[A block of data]
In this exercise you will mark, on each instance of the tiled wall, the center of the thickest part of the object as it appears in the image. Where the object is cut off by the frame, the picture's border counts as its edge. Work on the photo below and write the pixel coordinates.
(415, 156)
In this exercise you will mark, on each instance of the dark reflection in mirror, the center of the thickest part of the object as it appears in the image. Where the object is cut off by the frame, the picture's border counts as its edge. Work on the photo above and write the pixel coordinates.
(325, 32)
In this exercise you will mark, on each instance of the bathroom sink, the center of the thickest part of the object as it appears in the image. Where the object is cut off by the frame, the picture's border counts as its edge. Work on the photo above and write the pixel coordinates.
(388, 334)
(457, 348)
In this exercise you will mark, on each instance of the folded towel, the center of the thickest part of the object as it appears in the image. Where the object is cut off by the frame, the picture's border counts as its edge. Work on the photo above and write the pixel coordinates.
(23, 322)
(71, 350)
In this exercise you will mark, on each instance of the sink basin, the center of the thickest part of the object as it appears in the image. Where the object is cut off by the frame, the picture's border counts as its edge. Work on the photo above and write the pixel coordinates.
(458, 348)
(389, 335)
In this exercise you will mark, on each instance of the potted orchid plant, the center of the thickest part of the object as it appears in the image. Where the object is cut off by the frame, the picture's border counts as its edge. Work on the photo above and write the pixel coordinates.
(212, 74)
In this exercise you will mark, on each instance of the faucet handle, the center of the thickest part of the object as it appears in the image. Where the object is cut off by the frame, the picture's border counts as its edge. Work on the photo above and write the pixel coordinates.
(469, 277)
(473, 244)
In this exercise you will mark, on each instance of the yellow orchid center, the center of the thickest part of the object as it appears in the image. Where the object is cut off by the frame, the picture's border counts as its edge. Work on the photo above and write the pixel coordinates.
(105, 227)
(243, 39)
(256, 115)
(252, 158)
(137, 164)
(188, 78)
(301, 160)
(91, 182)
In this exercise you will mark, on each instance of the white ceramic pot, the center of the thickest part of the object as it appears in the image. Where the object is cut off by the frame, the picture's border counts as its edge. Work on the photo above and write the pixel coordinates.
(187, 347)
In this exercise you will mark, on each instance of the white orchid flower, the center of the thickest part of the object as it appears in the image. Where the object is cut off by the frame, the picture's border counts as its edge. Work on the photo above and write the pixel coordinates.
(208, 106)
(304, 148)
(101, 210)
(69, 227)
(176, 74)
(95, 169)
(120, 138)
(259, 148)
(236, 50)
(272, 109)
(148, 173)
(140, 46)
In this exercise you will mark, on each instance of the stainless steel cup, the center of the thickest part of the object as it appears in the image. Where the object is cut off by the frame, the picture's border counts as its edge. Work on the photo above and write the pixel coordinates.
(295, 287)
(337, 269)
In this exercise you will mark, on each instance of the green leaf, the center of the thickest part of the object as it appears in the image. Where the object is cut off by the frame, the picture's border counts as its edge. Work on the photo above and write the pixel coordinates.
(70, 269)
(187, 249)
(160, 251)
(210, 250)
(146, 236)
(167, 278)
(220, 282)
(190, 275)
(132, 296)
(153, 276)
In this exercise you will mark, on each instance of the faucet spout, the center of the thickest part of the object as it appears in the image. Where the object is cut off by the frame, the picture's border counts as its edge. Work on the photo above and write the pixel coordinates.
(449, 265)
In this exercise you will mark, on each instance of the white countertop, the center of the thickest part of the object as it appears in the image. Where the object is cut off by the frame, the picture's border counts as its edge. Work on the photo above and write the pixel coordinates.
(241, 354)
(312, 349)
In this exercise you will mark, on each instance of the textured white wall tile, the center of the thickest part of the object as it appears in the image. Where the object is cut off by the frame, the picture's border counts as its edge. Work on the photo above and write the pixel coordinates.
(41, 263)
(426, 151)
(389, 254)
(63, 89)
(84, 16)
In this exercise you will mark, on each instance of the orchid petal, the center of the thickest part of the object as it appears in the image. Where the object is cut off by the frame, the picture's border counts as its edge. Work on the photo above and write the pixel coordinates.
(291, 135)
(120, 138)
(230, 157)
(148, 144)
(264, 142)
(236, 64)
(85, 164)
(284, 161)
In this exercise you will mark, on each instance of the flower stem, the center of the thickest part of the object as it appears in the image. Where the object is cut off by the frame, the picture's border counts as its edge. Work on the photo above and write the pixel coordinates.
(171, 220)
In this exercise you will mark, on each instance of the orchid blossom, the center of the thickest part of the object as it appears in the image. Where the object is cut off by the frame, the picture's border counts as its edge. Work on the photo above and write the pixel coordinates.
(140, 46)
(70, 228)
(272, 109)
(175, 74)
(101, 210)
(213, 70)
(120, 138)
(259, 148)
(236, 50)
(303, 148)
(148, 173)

## SHORT EXERCISE
Repeat the listing in full, keeping every line exactly as it is.

## SOLVED EXERCISE
In this exercise you will mark, on each instance of the tiled wall, the center of the thickest part of the object as it appears in the image. Where the object is cut off by the frame, the picture's border counts as its edge. Work on the photo below and write the pixel coordinates.
(415, 156)
In this exercise you will mark, on each instance of the dark reflection in mirror, the center of the thickest part of the object as it appears in the image. Where the object is cut off by the frame, the picture's border counts as its edge. Work on the photo above and write the pixel coordinates.
(325, 32)
In this exercise you will mark, on each instance of the bathroom sink, the center of the thickest part of the object as it appears in the image. Where the object is cut off by the frame, the picture's border counts as its edge. Work on the photo above and write the pixel coordinates.
(388, 334)
(457, 348)
In this exercise you will mark, on each instance of the folded towel, the center of the thickest part of the object as it appears in the image. Where the object is cut off by the frame, the picture's border counts as its edge. Work on the photo above and write the pixel coordinates.
(23, 322)
(71, 350)
In this exercise you will mark, on each instance of the sink basin, the center of the thickest part of the object as it appears in the image. Where the object is cut off by the frame, the picture's border counts as its edge. Work on the photo above and write the pixel coordinates.
(458, 348)
(389, 335)
In this exercise you will mark, on each instance of the potted orchid plant, the center of the thickest part of the object as it appears in the image. Where the object is cut off by the frame, the picture's border counts as its edge. Work on the photo above and write the pixel coordinates.
(212, 74)
In this exercise you will mark, on each instance of the faucet handle, the center of the thickest part of the object as it appears in the image. Where the object is cut off by the frame, the picture's border counts as its edge. Work on the photo above and write the pixel coordinates.
(469, 277)
(473, 244)
In this exercise you will mark, on each instance of the yellow orchid center, the center of the thickest part of the object as it appears in the image. Where the object is cut off by the frame, the picture's border counts as its edge. Work on the photo above and write the pixel coordinates.
(105, 227)
(243, 39)
(256, 115)
(252, 158)
(137, 164)
(188, 78)
(301, 160)
(91, 182)
In this exercise you will mark, on each instance of the white ceramic pot, the center of the thickest part of the object as it appears in the image. Where the object is cut off by the frame, the picture's border counts as its edge. Work on the photo above and write the pixel coordinates.
(187, 347)
In this exercise you will mark, on each instance of the white orchid flower, the center of the thickest part of the object as it appears in the image. Where the object is cut off by the frame, the picture's border counts as its edge. Work on the photo above and write the pixel coordinates.
(208, 106)
(304, 148)
(101, 210)
(69, 227)
(176, 74)
(95, 169)
(120, 138)
(259, 148)
(236, 50)
(272, 109)
(148, 173)
(140, 46)
In this exercise you will mark, on each instance of the stainless steel cup, the center of the thickest part of the object as it appears in the image. Where the object is cut off by the frame, the picture's border counts as its edge. Work on the photo above and write the pixel coordinates.
(295, 287)
(337, 269)
In this exercise you will mark, on each instance of the green leaf, the center of the thickest part of the object as it appears in the image. Where the object is cut off by the frame, the picture's border counts as its edge. Work on the photo above and write the pixel coordinates.
(70, 269)
(187, 249)
(160, 251)
(210, 250)
(146, 236)
(167, 278)
(220, 282)
(190, 275)
(132, 296)
(153, 276)
In this exercise you will mark, on each instance of the faucet spout, the center of the thickest part of the object as it appears in the image. Where the object is cut off by the frame, the picture's border counts as its edge. Work on the photo above and write the pixel coordinates.
(449, 265)
In this exercise you will mark, on each instance of the white countertop, the center of the thickest part of the object as it appears in the image. Where the object is cut off by the frame, the picture's border counts as its edge. Work on the photo above and write the pixel coordinates.
(241, 354)
(312, 349)
In this exercise you will mark, on each instance of the textured white wall tile, the center of the thickest part of the object as it appears in the image. Where the object is cut off by the frame, the picture's border counts as its edge. Work on the photo above and write the pixel coordinates.
(41, 263)
(426, 151)
(389, 254)
(63, 89)
(84, 16)
In this exercise you will mark, on each instance of the orchid petal, the center of the thickest part of the object as it appears in the image. Where the object is cut off by the frame, the picture's border counts as its edge. Work on the photo above and write the pixel coordinates.
(291, 135)
(120, 138)
(230, 157)
(148, 144)
(264, 142)
(236, 64)
(85, 164)
(284, 161)
In this exercise you will mark, on each instance of the flower stem, the center of the thickest part of the object as it appears in the image. Where the object is cut off by the frame, the picture's border counts as its edge. Work on the photo above and write the pixel coordinates.
(171, 220)
In this exercise you will mark, on each instance of the orchid blossom, the center of the thickest part of the object as it appears in the image. Where the object is cut off by the frame, the picture's border counts as its edge. Work on the photo above and write the pixel coordinates.
(140, 46)
(70, 228)
(272, 109)
(175, 74)
(101, 210)
(213, 70)
(120, 138)
(259, 148)
(236, 50)
(303, 148)
(148, 173)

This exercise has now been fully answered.